- [任务]
A. 在这篇论《呼兰河传》生命意识的文章里,“生命意识”是怎样定义的?
B. 从这篇论《呼兰河传》生命意识的文章最后一句之后接着往下写。

- [文档]

摘要:《呼兰河传》中的民众因其思想上的束缚,在自我生命和他人生命的感知和体悟上有其复杂性。这种生命意识虽然有顽强朴素的特征,但还是被愚昧性遮掩其光芒,使人不免感到无奈与悲凉。
关键词:萧红;呼兰河传;生命意识
“生命意识”①是指人类对于自我生命存在的感知和体悟,以及在此基础上产生的对人的生命的认识。在小说《呼兰河传》中,20世纪初的呼兰河小城,由于地理位置闭塞等原因,民众依然按照“几千年传下来的习惯而思索而生活”②,深受封建思想影响,对生命的感知和体悟既淳朴又愚昧,既顽强又“自然”,既热闹又悲凉,复杂交织。他们的生命意识也因此非常微妙,有时是单一的,有时又是矛盾的。下面笔者将从对待自我生命和对待他人生命两方面展开论述,探究其中的奥妙。
一、对待自我生命
(一)逆来顺受,对苦难麻木,但却有异化的快乐
“被冬天冻裂了手指的,到了夏天自然也就好了”③。人们对于自身的苦痛是放任的,更是不在意的。若是手好不了的也就简单地去买红花擦一擦,哪怕越来越肿,更严重的就去买一贴膏药,掉了,火上烤一烤再贴,手没好也稀里糊涂过去了。生命对于他们而言,更多仅是自然的结果,“天黑了就睡觉,天亮了就起来工作”④。他们随意麻木地对待着苦难的生命,“生了就任其自然地长去”,“长不大也就算了”;“老了也没有什么关系”,“谁老了谁活该”⑤。

- [所给资料]
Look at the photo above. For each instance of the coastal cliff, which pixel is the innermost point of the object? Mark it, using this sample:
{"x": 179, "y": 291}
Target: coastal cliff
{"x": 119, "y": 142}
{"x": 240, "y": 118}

- [依次输出]
A. 指人类对于自我生命存在的感知和体悟,以及在此基础上产生的对人的生命的认识。

B.
人们对这种苦难有时却是感到得意的,有异化的快乐。开粉房的一群人,住在快要倒的草房子里,房子一直响,他们却安然入睡,不觉危险,甚至白天还一边挂粉一边唱歌,“含着眼泪在笑似的”⑥,他们对于自己有这一快要倒的房子非常得意。人们对于东二道街的大泥坑子更是如此。这泥坑子阻碍交通,甚至淹死过不少生物。可一下雨,人们就为自己挣扎着过了这涨满了水的泥坑子洋洋得意。甚至开心有了这泥坑子,可以吃到便宜的“淹死”的猪肉,其实就是名正言顺地吃瘟猪肉。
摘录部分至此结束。